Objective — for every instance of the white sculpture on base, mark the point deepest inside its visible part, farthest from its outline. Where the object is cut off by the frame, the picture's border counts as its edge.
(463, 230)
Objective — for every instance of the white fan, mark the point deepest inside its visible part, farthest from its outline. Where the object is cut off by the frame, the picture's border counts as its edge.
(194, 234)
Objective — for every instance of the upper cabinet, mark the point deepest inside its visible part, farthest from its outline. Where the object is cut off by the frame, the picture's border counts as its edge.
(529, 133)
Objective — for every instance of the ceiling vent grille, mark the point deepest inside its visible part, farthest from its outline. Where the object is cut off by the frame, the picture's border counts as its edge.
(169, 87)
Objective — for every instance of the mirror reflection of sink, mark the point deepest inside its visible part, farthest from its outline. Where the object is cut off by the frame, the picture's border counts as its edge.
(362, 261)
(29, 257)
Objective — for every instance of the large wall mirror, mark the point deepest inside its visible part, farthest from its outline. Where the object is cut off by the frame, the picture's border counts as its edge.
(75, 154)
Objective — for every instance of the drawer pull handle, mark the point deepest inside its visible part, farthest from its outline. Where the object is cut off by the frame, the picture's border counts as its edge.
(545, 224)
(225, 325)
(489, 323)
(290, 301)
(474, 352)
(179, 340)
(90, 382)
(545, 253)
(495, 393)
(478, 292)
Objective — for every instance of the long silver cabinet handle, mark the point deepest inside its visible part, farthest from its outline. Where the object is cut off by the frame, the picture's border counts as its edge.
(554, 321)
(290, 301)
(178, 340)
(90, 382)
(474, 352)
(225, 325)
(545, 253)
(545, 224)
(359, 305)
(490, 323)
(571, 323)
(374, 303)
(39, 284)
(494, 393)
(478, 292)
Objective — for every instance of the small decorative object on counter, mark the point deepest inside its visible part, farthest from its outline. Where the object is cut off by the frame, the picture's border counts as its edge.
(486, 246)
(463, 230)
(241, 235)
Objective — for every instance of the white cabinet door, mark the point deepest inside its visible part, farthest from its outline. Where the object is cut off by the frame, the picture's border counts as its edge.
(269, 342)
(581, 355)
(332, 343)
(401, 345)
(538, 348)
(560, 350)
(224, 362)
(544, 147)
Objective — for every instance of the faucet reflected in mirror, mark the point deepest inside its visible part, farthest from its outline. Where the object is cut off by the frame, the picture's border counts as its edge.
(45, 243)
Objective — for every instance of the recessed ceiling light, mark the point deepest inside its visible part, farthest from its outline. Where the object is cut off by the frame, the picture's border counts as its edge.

To do -> All entries above need to be copied verbatim.

Exercise output ->
Objective — for every instance of the white sculpture on base, mark the point deepest inside its visible part, farthest from its outline. Where the object is cut off by the frame, the picture's border counts as its edge.
(463, 230)
Objective — for every instance of the white fan, mark the point deepest inside its visible part, farthest from its outline. Where the object is cut off by the frame, the picture's border counts as its edge.
(194, 234)
Objective — for every instance of the upper cabinet, mark the point deepest inside its visible part, farthest from its outline. Where the object is cut off by the frame, the picture's border counts as its edge.
(529, 133)
Objective — for every instance of the ceiling vent grille, mark the point deepest inside its visible part, farthest from its outline. Where the object is cut off by the frame, the picture's border counts as its edge.
(169, 87)
Objective — for every instance of the mirror reflection of sink, mark the point deepest inside its visible part, farthest from its outline. Where the object is cut off by the frame, the picture's border counts as its edge.
(362, 261)
(29, 257)
Objective — for every instance of the large wall mirror, mark the point deepest inside its visible part, farthest from its outline. Where the object is cut off by the frame, the picture's border counts as its edge.
(75, 154)
Objective — for every instance of the drawer pull handle, mark the point deepest inside its visible part, farthest from its outline. Where the object is cut off by the frame, the picture's border counts as its edge.
(545, 224)
(225, 325)
(489, 323)
(290, 301)
(474, 352)
(179, 340)
(90, 382)
(545, 253)
(495, 393)
(478, 292)
Objective — for every instance of the long silver cabinet handle, mark the point deepest inside its visible part, farthest from its outline. Where the object is cut off by the frame, the picture's border counts as its edge.
(554, 321)
(290, 301)
(178, 340)
(90, 382)
(474, 352)
(225, 325)
(545, 253)
(545, 224)
(359, 305)
(490, 323)
(571, 323)
(374, 303)
(39, 284)
(494, 393)
(478, 292)
Objective — for every instance of the small decorative object on counter, mark the point deepest inside its visible part, farthest from its outline. Where the object is cut off by the frame, the picture's border counts as its edge.
(486, 246)
(463, 230)
(241, 235)
Objective — for every instance of the white cabinet door, mark the point deepest inside its visible part, farthest from its outline. Where the object is cut off by the frame, the picture's border counts as its edge.
(269, 342)
(581, 355)
(332, 343)
(401, 345)
(538, 348)
(560, 350)
(224, 362)
(544, 147)
Objective — for every instance of the faucet reflected in mirror, mark the point deepest inside its visible part, farthest from its outline. Where the object is cut off by the frame, the picture's border counts as its edge.
(45, 243)
Objective — for every instance of the recessed ceiling light, mark the point deepest inside its visible part, farthest from its outline. Where the object is cut off by the frame, the picture's border counts as its edge.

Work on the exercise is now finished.